> **ZU ERLEDIGEN**
1. Beantworten Sie anhand des Textauszugs über Steckersolargeräte und Eigentümerversammlungen die folgenden Fragen:
(a) Bis zu welcher Wechselrichterleistung gelten kleine PV-Anlagen derzeit als Steckersolargeräte?
(b) Wofür wird mit Nummer 2 eine Beschlusskompetenz geschaffen?
(c) In welchen Formen können Wohnungseigentümerversammlungen künftig durchgeführt werden?
2. Setzen Sie den Textauszug über Steckersolargeräte und Eigentümerversammlungen im Anschluss an seinen letzten Satz fort.

> **GEZEIGTER TEXTAUSZUG**
--------------------
Unter Steckersolargeräten werden nach der Gesetzesbegründung und gemäß den technischen Normen des Verbandes der Elektrotechnik Elektronik Informationstechnik e. V. (VDE)/Forum Netztechnik/Netzbetrieb im VDE (FNN) derzeit kleine PV-Anlagen bis maximal 600 Watt (W) Wechselrichterleistung verstanden. In der Regel handelt es sich um laienbedienbare Geräte, die aus (wenigstens) je einem Photovoltaik-Modul, einem netzgekoppelten Wechselrichter, einer Anschlussleistung und einem Stecker zum Anschluss an Endstromkreise bestehe.

Virtuelle Eigentümerversammlung

Mit Nummer 2 wird eine Beschlusskompetenz für reine Online-Versammlungen („virtuelle Wohnungseigentümerversammlungen“) geschaffen. Die bisherige Möglichkeit, die Online-Teilnahme an Präsenzversammlungen zu ermöglichen („hybride Wohnungseigentümerversammlungen“), bleibt unverändert bestehen. Es besteht mithin künftig die Wahl, Wohnungseigentümerversammlungen in Präsenz, hybrid oder rein virtuell durchzuführen.
--------------------
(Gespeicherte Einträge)
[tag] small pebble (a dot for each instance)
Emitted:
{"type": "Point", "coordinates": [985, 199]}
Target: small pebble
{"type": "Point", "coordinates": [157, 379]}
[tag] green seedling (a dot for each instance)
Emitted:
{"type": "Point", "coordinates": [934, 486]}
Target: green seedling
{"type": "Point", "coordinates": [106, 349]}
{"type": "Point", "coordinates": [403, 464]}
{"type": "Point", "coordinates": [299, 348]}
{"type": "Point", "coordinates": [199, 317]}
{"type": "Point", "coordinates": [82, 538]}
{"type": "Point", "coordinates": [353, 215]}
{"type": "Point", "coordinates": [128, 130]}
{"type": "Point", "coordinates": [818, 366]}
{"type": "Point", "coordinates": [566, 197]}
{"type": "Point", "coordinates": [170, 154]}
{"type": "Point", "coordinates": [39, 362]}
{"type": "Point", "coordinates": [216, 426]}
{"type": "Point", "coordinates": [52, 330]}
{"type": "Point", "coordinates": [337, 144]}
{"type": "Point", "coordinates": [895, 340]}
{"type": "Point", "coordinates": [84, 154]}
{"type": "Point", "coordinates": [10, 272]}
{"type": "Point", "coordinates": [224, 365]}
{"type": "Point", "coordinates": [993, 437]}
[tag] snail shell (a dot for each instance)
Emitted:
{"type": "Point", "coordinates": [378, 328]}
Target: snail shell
--------------------
> **ANTWORTEN JE PUNKT**
1.
(a) Bis maximal 600 Watt (W) Wechselrichterleistung.
(b) Für reine Online-Versammlungen („virtuelle Wohnungseigentümerversammlungen“).
(c) In Präsenz, hybrid oder rein virtuell.

2.
§ 23 WEG wird um einen Abs. 1a ergänzt, der lautet:

„(1a) Die Wohnungseigentümer können mit mindestens drei Vierteln der abgegebenen Stimmen beschließen, dass die Versammlung innerhalb eines Zeitraums von längstens drei Jahren ab Beschlussfassung ohne physische Präsenz der Wohnungseigentümer und des Verwalters an einem Versammlungsort stattfindet oder stattfinden kann (virtuelle Wohnungseigentümerversammlung). Die virtuelle Wohnungseigentümerversammlung muss hinsichtlich der Teilnahme und Rechteausübung mit einer Präsenzversammlung vergleichbar sein.“

Zudem wurde § 48 WEG, der die Übergangsvorschriften enthält, durch einen Absatz 6 ergänzt:

„(6) Fassen die Wohnungseigentümer vor dem 1. Januar 2028 einen Beschluss nach § 23 Absatz 1a, ist bis einschließlich 2028 mindestens einmal im Jahr eine Präsenzversammlung durchzuführen, sofern die Wohnungseigentümer hierauf nicht durch einstimmigen Beschluss verzichten. Ein Verstoß gegen diese Pflicht führt nicht zur Nichtigkeit oder Anfechtbarkeit der in einer virtuellen Wohnungseigentümerversammlung gefassten Beschlüsse.“

Durch diese Übergangsregelung soll den Wohnungseigentümerinnen und -eigentümern die Umstellung auf virtuelle Wohnungseigentümerversammlungen erleichtert werden und verhindert werden, dass weniger technikaffine Menschen von der rein virtuellen Eigentümerversammlung „überrumpelt“ werden. Da im Jahr 2027 eine Evaluation der WEG-Reform durchgeführt werden soll, ist der zeitliche Rahmen bis 2028 nicht zufällig gewählt. So soll der Gesetzgeber die Möglichkeit erhalten, etwaige Schwachstellen der virtuellen Eigentümerversammlung noch vor Ablauf dieser Frits durch Gesetzesänderung zu beheben.

Praxishinweis

Der Verwalter sollte die Wohnungseigentümer über die neuen Möglichkeiten aufklären und gleichzeitig – falls noch nicht geschehen – seine technischen Möglichkeiten zur Durchführung virtueller Eigentümerversammlungen überprüfen und ggfs. an die Erfordernisse anpassen.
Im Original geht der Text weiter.